Recently, a tragedy occurred within Egypt when security forces fired on and killed a group of Mexican tourists within the nation.
Tourists killed by Egyptian security forces
The purpose of the present sample essay provided by Ultius is to investigate this situation in a more thorough way. The essay will begin with a summary of the actual event itself. Then, the essay will proceed to consider the context within which the event occurred. After this, the essay will describe the responses international stakeholders to the event. Finally, the essay will reflect, from a broader perspective, on what could perhaps be done in the future in order to prevent tragedies like this one from happening again.
Summary of the killings
Stack has succinctly summarized the event under consideration here in the following way:
“Egyptian security forces opened fire on a caravan of tourist vehicles in the country’s Western Desert late Sunday night, killing at least 12 people visiting from Mexico and injuring 10 others, among them Mexican tourists and their Egyptian tour guides” (paragraph 1).
In the simplest terms, then, the main cause of this tragedy consisted of nothing other than a case of mistaken identity. This happened on the 13th of September, 2015. The Egyptian security forces were attempting to stop a group of terrorists; they mistook the group of Mexican tourists for those terrorists; and they thus responded to the group with lethal force. This incident occurred in the middle of the desert:
“The tourists were traveling in a group of four sports utility vehicles in an area roughly 30 miles from Bahariya Oasis, security officials said. The oasis, a verdant desert outpost, is about 230 miles south of Cairo, and is a popular stop for groups on desert tours” (Stack, paragraph 6).
The tourists and guides were thus killed or injured by the Egyptian security forces.

○ ○ ○ ○ ○ ○ ○

Extend the essay on the Egyptian security forces' killing of Mexican tourists, starting after its final sentence.

*Excerpt from a dataset*:
○ ○ ○ ○ ○ ○ ○

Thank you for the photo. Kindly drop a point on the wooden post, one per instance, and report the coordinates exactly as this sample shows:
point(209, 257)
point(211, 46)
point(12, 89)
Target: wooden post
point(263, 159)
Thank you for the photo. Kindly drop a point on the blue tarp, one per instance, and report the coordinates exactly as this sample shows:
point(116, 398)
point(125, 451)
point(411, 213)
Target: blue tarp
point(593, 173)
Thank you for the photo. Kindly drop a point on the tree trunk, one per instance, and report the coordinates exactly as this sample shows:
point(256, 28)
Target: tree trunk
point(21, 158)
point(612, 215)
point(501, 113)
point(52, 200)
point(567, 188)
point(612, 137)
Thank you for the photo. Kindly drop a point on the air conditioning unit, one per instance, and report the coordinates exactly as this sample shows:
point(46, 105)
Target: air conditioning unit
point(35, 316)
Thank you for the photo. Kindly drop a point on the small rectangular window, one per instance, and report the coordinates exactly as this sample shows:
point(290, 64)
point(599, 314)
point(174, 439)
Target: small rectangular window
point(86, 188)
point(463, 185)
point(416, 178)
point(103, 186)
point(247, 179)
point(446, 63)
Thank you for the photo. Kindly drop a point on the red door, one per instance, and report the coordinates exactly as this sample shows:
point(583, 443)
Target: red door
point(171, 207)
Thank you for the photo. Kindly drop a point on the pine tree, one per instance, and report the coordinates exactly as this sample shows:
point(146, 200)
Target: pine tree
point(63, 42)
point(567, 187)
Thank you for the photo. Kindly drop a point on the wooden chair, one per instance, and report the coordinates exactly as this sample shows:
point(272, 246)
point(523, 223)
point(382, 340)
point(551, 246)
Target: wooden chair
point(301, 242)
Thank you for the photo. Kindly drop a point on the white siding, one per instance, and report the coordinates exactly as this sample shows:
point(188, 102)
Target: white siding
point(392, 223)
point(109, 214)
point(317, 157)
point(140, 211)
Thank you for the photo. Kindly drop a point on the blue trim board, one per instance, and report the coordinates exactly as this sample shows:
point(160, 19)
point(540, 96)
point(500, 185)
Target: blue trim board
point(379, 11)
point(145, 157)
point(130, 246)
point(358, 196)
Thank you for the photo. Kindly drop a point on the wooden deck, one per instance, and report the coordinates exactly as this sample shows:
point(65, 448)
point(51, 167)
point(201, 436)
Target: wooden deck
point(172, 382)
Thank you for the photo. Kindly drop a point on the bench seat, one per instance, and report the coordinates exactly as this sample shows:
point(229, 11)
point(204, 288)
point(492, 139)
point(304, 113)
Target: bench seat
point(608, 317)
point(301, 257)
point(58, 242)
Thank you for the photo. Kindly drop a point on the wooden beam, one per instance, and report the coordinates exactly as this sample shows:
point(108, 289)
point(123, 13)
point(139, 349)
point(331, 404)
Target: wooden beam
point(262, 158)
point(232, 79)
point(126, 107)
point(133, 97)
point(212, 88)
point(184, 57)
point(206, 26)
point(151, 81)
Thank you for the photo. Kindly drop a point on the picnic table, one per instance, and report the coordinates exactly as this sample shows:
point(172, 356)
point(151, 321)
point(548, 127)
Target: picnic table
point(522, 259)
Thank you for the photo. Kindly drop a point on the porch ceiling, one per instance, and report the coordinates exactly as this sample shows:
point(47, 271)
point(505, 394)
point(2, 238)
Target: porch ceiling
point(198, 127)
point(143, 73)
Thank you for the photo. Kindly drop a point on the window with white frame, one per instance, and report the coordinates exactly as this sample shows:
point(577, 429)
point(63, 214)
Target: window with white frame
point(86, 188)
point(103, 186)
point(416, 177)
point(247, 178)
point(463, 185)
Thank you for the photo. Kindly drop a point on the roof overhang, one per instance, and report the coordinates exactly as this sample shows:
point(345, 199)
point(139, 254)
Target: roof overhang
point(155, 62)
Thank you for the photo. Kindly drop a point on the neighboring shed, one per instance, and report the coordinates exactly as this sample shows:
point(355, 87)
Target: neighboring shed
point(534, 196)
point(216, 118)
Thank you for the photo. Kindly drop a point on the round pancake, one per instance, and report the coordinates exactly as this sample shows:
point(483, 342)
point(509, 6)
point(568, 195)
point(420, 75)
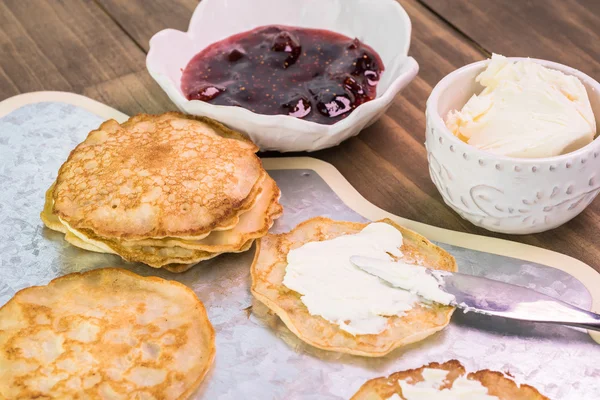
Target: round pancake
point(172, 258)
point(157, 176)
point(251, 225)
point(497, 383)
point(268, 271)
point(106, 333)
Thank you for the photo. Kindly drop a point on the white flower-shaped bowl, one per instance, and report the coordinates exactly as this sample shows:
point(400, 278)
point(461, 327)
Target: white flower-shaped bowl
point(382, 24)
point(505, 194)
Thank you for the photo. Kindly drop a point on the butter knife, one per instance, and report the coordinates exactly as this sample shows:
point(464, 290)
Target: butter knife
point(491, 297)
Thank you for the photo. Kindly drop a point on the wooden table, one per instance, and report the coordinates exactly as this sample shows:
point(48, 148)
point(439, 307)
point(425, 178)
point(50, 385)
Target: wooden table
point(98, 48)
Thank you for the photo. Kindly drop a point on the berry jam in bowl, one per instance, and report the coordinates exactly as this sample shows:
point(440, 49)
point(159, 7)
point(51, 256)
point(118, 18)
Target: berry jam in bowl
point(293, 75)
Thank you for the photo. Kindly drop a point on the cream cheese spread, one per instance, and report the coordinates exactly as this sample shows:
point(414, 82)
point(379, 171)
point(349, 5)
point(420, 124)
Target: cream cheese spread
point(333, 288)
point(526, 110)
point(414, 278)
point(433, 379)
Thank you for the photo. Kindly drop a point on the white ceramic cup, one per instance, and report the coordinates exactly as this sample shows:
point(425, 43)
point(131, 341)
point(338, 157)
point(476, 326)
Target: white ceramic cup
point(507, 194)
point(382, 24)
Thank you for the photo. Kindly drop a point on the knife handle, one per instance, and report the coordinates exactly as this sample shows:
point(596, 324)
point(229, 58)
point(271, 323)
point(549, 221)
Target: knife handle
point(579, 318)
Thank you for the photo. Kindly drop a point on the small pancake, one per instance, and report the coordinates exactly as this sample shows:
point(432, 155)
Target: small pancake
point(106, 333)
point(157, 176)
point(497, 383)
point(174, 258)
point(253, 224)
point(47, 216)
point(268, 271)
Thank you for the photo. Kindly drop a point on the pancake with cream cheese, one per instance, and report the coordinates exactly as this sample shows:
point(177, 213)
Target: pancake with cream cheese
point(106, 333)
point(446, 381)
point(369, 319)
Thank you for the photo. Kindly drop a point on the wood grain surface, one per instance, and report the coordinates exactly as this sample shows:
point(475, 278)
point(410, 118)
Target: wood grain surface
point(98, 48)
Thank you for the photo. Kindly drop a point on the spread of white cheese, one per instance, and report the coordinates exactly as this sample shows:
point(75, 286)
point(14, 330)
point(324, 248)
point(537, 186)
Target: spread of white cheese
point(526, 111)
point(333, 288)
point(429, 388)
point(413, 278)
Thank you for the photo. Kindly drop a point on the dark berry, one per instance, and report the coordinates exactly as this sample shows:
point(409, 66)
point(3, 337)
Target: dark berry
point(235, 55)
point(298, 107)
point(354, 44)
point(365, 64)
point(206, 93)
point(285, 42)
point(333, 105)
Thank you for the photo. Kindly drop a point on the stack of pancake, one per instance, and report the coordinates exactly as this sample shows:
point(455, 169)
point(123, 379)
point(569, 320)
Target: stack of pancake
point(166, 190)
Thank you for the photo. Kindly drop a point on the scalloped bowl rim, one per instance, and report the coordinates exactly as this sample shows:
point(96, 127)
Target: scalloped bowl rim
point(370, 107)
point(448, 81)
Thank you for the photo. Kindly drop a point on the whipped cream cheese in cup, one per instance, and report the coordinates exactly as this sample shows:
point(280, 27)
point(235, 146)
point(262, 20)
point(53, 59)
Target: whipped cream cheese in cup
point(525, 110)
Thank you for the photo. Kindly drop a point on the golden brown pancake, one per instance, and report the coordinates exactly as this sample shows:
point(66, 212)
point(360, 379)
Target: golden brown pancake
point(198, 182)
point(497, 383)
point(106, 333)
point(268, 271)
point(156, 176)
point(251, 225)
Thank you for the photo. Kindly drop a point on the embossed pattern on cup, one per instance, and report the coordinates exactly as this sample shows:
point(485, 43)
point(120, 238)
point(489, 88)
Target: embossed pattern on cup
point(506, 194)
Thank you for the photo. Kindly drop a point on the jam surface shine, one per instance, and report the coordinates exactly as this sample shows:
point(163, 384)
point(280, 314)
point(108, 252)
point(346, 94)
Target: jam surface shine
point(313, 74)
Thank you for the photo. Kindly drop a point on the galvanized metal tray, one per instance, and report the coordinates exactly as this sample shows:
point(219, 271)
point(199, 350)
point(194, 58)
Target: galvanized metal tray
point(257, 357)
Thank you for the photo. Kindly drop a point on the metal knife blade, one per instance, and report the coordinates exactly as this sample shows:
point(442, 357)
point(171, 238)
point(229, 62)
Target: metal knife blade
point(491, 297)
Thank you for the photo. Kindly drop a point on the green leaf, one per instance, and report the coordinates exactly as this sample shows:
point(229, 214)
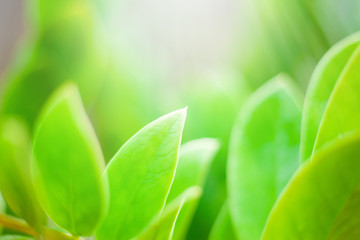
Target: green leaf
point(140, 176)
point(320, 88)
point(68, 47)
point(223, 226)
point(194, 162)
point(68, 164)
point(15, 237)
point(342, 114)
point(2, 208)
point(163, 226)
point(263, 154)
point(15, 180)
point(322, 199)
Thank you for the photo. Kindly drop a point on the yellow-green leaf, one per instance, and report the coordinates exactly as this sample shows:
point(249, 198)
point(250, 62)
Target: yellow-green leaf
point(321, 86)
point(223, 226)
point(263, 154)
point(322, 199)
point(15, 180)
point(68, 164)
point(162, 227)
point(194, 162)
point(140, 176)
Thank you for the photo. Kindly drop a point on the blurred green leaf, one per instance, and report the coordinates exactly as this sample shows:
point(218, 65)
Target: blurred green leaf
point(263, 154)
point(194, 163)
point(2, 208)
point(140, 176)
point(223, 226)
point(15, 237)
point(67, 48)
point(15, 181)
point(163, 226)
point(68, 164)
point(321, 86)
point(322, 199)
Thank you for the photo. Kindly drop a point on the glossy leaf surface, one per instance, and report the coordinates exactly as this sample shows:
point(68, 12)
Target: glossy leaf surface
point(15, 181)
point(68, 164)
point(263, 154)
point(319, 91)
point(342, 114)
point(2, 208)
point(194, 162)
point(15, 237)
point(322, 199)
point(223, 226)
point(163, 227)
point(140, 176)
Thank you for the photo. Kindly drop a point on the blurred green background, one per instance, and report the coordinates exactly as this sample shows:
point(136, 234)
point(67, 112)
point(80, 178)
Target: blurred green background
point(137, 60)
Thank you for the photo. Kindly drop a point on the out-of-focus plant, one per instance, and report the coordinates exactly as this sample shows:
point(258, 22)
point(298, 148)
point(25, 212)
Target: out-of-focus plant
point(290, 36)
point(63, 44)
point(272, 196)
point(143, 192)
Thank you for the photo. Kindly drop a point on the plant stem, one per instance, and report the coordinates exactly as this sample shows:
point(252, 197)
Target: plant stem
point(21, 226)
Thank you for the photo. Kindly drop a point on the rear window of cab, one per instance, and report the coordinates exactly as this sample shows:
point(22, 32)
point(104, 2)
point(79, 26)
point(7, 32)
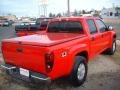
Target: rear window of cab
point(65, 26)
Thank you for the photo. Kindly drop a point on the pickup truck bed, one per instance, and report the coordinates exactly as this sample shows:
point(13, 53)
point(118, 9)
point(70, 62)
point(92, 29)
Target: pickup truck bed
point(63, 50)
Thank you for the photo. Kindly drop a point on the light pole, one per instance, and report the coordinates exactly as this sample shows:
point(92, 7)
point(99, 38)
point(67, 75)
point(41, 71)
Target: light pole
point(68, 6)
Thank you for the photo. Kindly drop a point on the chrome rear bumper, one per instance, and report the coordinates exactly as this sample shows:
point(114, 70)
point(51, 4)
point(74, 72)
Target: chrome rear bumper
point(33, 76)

○ ○ ○ ○ ○ ○ ○

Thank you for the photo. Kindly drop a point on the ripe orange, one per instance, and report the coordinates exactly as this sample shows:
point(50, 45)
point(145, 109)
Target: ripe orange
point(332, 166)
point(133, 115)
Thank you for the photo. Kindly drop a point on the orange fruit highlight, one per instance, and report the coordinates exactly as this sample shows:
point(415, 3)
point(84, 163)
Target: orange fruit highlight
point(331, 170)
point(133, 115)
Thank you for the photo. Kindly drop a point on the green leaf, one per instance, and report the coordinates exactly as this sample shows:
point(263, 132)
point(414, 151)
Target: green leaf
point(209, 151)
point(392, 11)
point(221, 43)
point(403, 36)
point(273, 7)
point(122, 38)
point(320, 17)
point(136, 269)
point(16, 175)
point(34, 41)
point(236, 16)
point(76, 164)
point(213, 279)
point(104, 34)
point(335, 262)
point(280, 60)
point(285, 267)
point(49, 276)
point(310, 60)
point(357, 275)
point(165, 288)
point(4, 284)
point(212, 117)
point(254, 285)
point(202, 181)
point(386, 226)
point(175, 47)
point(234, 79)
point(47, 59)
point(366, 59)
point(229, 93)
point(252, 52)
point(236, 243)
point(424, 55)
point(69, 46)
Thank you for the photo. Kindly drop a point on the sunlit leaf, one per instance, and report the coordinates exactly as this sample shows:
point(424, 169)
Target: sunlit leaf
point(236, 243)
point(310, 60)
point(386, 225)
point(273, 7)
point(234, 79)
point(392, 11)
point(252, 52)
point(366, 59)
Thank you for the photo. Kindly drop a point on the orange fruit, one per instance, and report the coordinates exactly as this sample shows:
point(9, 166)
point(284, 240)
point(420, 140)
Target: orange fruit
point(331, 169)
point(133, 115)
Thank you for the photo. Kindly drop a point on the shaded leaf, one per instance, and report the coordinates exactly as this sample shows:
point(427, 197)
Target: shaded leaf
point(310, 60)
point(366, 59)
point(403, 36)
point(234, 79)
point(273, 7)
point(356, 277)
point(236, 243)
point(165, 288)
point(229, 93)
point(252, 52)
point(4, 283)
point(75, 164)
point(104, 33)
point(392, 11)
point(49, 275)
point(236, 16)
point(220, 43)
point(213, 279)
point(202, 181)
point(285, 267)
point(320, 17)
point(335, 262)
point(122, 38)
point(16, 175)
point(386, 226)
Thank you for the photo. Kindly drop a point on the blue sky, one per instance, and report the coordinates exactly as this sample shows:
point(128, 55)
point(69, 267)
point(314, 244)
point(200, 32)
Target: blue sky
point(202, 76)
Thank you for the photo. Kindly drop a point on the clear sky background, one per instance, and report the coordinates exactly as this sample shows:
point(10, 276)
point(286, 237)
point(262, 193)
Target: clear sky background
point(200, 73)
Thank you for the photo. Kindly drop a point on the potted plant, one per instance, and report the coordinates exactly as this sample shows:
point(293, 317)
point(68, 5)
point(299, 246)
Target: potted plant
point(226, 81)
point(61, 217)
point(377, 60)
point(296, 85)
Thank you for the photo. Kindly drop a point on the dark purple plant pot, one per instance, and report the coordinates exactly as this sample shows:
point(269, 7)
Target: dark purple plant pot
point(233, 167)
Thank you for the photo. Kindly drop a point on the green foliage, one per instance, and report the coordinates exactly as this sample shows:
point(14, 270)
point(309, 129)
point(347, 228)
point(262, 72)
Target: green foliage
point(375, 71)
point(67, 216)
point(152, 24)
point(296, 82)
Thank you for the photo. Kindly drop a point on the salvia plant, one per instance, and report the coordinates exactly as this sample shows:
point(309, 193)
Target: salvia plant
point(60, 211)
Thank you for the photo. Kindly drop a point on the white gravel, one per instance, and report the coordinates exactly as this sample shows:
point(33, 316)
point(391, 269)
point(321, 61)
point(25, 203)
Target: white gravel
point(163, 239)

○ ○ ○ ○ ○ ○ ○

*Output of the task*:
The attack itself happened from a helicopter. When the attack happened, the tourists had pulled over in order to enjoy a picnic; and from their perspective, it probably seemed as though the helicopter was primarily present in order to provide them (that is, the tourists themselves) with additional security. However, tragedy then struck: the helicopter began to fire on the tourists, thereby bringing about the event presently under discussion here (Thomas and Kirkpatrick).
Part of the reason that this story has garnered so much attention in the news possibly has to do with the basic pathos present within it: one gets the impression that there is a fundamental disproportion or misrelation between what the tourists were doing on the one hand (having a picnic) and have they were treated on the other (getting shot). The tourists were expecting to have a good time out on the desert tour, just like countless other tourists have done for a long time; but unfortunately, the story of this particular group of tourists was not fated to have a happy ending.
The specific event of this tragedy, though, opens up onto certain broader questions. For example, the fact that the tourists were mistaken for terrorists by the Egyptian security force begs the question: why is the Egyptian security force looking for terrorists in the middle of the desert? Answering this question will require an excursion into the broader historical and political situation that is currently being confronted by Egypt. This question will be taken up by the following section of the present essay.
Context of the event of the killings
Regarding the matter of terrorism in Egypt, Stack has indicated the following:
“Egypt has battled an Islamist militant insurgency that emerged after the July 2013 military ouster of President Mohamed Morsi. The insurgents, largely based in the Sinai Peninsula in the east, have killed hundreds of soldiers and civilians, set off bombs in the capital, attacked Western targets and aligned themselves with the Islamic State” (paragraphs 11-12).
The Islamic State is, of course, a reference to the terrorist organization known as ISIS. This dangerous organization is currently in control of much of Iraq, and it has made a name for itself through the ruthlessness, barbarity, and downright moral depravity of several of its practices—for example, the beheading of hostages. It would seem that there are at least some groups within the nation of Egypt who are sympathetic to the aims and objectives of Egypt and would like to see the brand of Islam propagated by ISIS to take hold within Egypt as well.
These are the groups that the Egyptian security forces seem to have been hunting; and these are the groups for which the innocent group of Mexican tourists and Egyptian tour guides was tragically mistaken.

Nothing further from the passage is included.